• What you have to do
Search the records for "rough". Copy every line where it appears.

• Available data
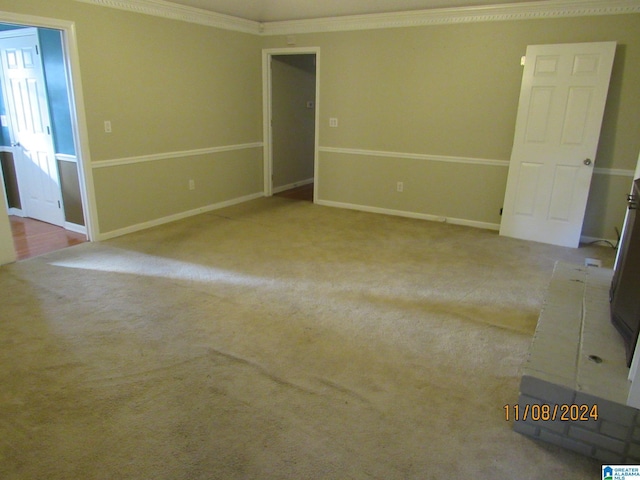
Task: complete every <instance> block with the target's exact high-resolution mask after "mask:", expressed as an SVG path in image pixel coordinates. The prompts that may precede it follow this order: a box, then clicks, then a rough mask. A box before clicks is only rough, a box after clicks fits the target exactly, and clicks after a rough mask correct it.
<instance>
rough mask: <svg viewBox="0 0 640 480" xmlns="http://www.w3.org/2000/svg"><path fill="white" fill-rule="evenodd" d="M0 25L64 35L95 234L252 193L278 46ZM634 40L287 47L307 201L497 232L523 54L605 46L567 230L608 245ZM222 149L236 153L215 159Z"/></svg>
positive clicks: (188, 27) (104, 21) (244, 36)
mask: <svg viewBox="0 0 640 480" xmlns="http://www.w3.org/2000/svg"><path fill="white" fill-rule="evenodd" d="M0 11H6V12H15V13H22V14H29V15H35V16H39V17H49V18H55V19H62V20H68V21H73V22H75V26H76V31H77V38H78V48H79V56H80V68H81V74H82V85H83V95H84V103H85V107H86V118H87V127H88V137H89V146H88V147H89V150H90V153H91V159H92V161H93V163H94V164H95V165H100V163H99V162H104V161H107V163H103V164H102V165H101V168H93V169H90V170H92V171H91V172H90V175H92V176H93V180H94V184H95V199H96V204H97V214H98V215H97V216H98V219H97V220H98V221H99V229H100V232H101V233H102V234H109V232H118V231H123V230H126V229H129V228H132V227H135V225H141V224H145V223H149V222H153V221H154V220H157V219H162V218H167V217H171V216H176V215H180V214H181V213H184V212H189V211H194V210H197V209H199V208H205V207H207V206H210V205H212V204H216V203H220V202H227V201H232V200H234V199H239V198H244V197H246V196H249V195H255V194H259V193H260V192H261V191H262V182H261V180H262V178H261V176H262V171H263V170H262V168H263V167H262V158H261V152H260V148H256V147H255V146H254V147H251V146H250V145H251V144H255V143H256V142H261V141H262V125H261V123H262V92H261V50H262V49H263V48H276V47H277V48H282V47H286V46H287V42H286V38H285V37H284V36H274V37H269V36H259V35H251V34H245V33H238V32H232V31H226V30H221V29H216V28H211V27H206V26H202V25H196V24H191V23H186V22H181V21H174V20H168V19H164V18H159V17H153V16H148V15H142V14H137V13H133V12H128V11H122V10H118V9H112V8H106V7H100V6H97V5H91V4H85V3H82V2H76V1H73V0H56V1H44V0H21V1H20V2H15V1H14V0H0ZM638 32H640V15H637V14H633V15H618V16H597V17H583V18H558V19H544V20H526V21H498V22H484V23H470V24H455V25H443V26H426V27H410V28H390V29H380V30H363V31H354V32H334V33H323V34H306V35H296V42H297V45H296V46H297V47H303V46H313V47H320V48H321V55H320V58H321V71H320V77H319V79H320V88H321V91H320V104H319V105H318V108H319V109H320V118H321V125H320V138H319V142H320V145H321V154H320V158H319V172H318V175H319V194H320V199H321V200H324V201H327V202H334V203H342V204H346V205H347V206H348V204H351V205H355V206H365V207H371V208H374V207H375V208H379V209H383V210H384V209H386V210H396V211H399V212H405V213H406V212H409V213H416V214H424V215H438V216H445V217H451V218H458V219H463V220H467V221H469V222H471V223H473V222H476V223H480V224H482V223H486V224H493V225H497V224H498V223H499V221H500V219H499V214H498V212H499V208H500V206H501V203H502V198H503V196H504V189H505V184H506V175H507V166H506V165H507V161H508V159H509V156H510V152H511V142H512V138H513V133H514V123H515V117H516V109H517V101H518V93H519V88H520V80H521V76H522V68H521V67H520V65H519V59H520V56H521V55H523V54H524V52H525V49H526V46H527V45H529V44H537V43H561V42H587V41H605V40H616V41H618V43H619V47H618V53H617V56H616V63H615V65H614V73H613V77H612V84H611V92H610V96H609V102H608V105H607V110H606V113H605V120H604V125H603V134H602V139H601V144H600V148H599V153H598V157H597V164H596V167H597V168H600V169H605V170H602V171H599V173H598V174H597V175H595V176H594V188H593V189H592V194H591V197H590V199H589V207H588V211H587V219H586V221H585V229H584V231H583V233H584V234H585V235H589V236H594V237H605V238H615V231H614V228H615V227H618V228H619V227H620V225H621V224H622V218H623V216H624V196H625V195H626V194H627V193H628V191H629V189H630V183H631V177H624V176H619V175H610V173H611V172H610V171H609V170H608V169H617V170H633V168H634V167H635V162H636V160H637V157H638V152H639V151H640V135H638V132H639V131H640V95H638V94H637V86H638V85H639V84H640V35H639V34H638ZM329 117H337V118H338V119H339V128H329V126H328V120H329ZM105 120H110V121H111V122H112V127H113V132H112V133H111V134H106V133H105V132H104V126H103V122H104V121H105ZM235 145H249V147H246V148H240V149H238V150H233V151H232V152H227V151H224V148H223V149H220V148H219V147H226V146H235ZM322 147H324V148H325V150H323V151H322ZM194 149H208V150H210V151H209V153H203V154H202V155H192V154H191V153H189V151H190V150H194ZM344 149H360V150H366V151H372V152H374V153H378V152H391V155H387V154H385V155H387V156H379V155H377V154H376V155H353V154H350V153H348V152H347V153H345V151H343V150H344ZM181 152H186V153H181ZM394 153H397V154H400V155H394ZM156 154H159V155H161V156H162V160H155V159H154V158H150V159H149V160H150V161H145V160H148V159H147V157H148V156H152V155H156ZM407 154H409V155H407ZM412 154H413V155H418V156H419V157H420V156H422V157H424V158H422V157H421V158H418V159H416V158H410V156H411V155H412ZM432 156H444V157H446V158H444V160H446V159H447V158H449V157H450V158H451V159H453V160H456V161H458V160H461V161H463V163H451V162H448V161H434V159H433V158H431V157H432ZM132 158H133V159H134V160H135V162H136V163H130V164H127V162H124V164H123V163H122V162H109V161H112V160H121V159H132ZM469 158H470V159H473V160H477V159H481V160H482V159H487V160H489V161H490V162H489V163H488V164H487V165H482V164H469V163H464V162H465V159H469ZM139 160H140V162H139V163H138V161H139ZM440 160H442V158H440ZM496 161H498V162H497V163H496ZM500 162H502V163H500ZM105 165H107V166H105ZM617 173H620V172H617ZM400 176H402V178H400ZM192 177H195V178H194V180H195V182H196V190H194V191H189V190H188V188H187V185H188V180H189V179H191V178H192ZM347 180H350V181H347ZM396 181H404V182H405V191H404V192H403V193H402V194H398V192H396V191H395V184H396ZM618 202H620V207H618ZM3 242H4V243H6V241H4V240H3Z"/></svg>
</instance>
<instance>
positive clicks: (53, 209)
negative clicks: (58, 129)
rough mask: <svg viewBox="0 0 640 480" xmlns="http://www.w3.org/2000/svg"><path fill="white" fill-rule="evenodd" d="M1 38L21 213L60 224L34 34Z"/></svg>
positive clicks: (45, 117)
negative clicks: (18, 175)
mask: <svg viewBox="0 0 640 480" xmlns="http://www.w3.org/2000/svg"><path fill="white" fill-rule="evenodd" d="M3 37H4V38H3V39H2V40H0V53H1V56H2V68H3V75H4V80H5V81H4V82H3V88H4V91H5V98H6V100H7V110H8V113H9V116H10V119H11V120H10V126H11V128H10V130H11V135H12V143H13V145H14V159H15V161H16V167H17V173H18V175H19V177H20V186H21V192H20V198H21V202H22V209H23V211H24V213H25V214H26V215H27V216H28V217H31V218H35V219H38V220H42V221H45V222H49V223H52V224H54V225H59V226H63V225H64V222H65V219H64V210H63V208H62V194H61V191H60V179H59V175H58V167H57V163H56V158H55V150H54V146H53V136H52V131H51V122H50V117H49V107H48V101H47V95H46V86H45V81H44V73H43V67H42V60H41V55H40V47H39V44H38V36H37V30H36V29H35V28H27V29H20V30H13V31H10V32H6V33H4V34H3Z"/></svg>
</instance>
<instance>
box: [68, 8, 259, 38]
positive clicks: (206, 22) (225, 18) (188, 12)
mask: <svg viewBox="0 0 640 480" xmlns="http://www.w3.org/2000/svg"><path fill="white" fill-rule="evenodd" d="M76 1H77V2H82V3H91V4H93V5H101V6H103V7H111V8H117V9H120V10H128V11H130V12H136V13H143V14H146V15H153V16H156V17H164V18H169V19H172V20H181V21H183V22H189V23H197V24H199V25H205V26H207V27H216V28H222V29H225V30H233V31H237V32H243V33H252V34H256V35H258V34H260V30H261V28H260V23H258V22H253V21H251V20H245V19H243V18H238V17H233V16H231V15H223V14H222V13H215V12H209V11H207V10H202V9H199V8H193V7H186V6H183V5H177V4H175V3H171V2H166V1H164V0H76Z"/></svg>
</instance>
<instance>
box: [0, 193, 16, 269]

• Your response
Task: complete every <instance> block with the target's exact high-resolution mask after "mask:", expressed as an SVG path in image pixel coordinates. The prompts that may precede it follow this order: a box, then clicks, then a rough mask. A box before clicks is only rough, a box after clicks fits the target exactly, and clicks after a rough mask correct it.
rough mask: <svg viewBox="0 0 640 480" xmlns="http://www.w3.org/2000/svg"><path fill="white" fill-rule="evenodd" d="M0 25L64 35L95 234L252 193L278 46ZM634 40L287 47L307 201L497 232L523 54L605 46L567 230L608 245ZM222 149L236 153L215 159Z"/></svg>
rough mask: <svg viewBox="0 0 640 480" xmlns="http://www.w3.org/2000/svg"><path fill="white" fill-rule="evenodd" d="M1 38L21 213L60 224L34 34Z"/></svg>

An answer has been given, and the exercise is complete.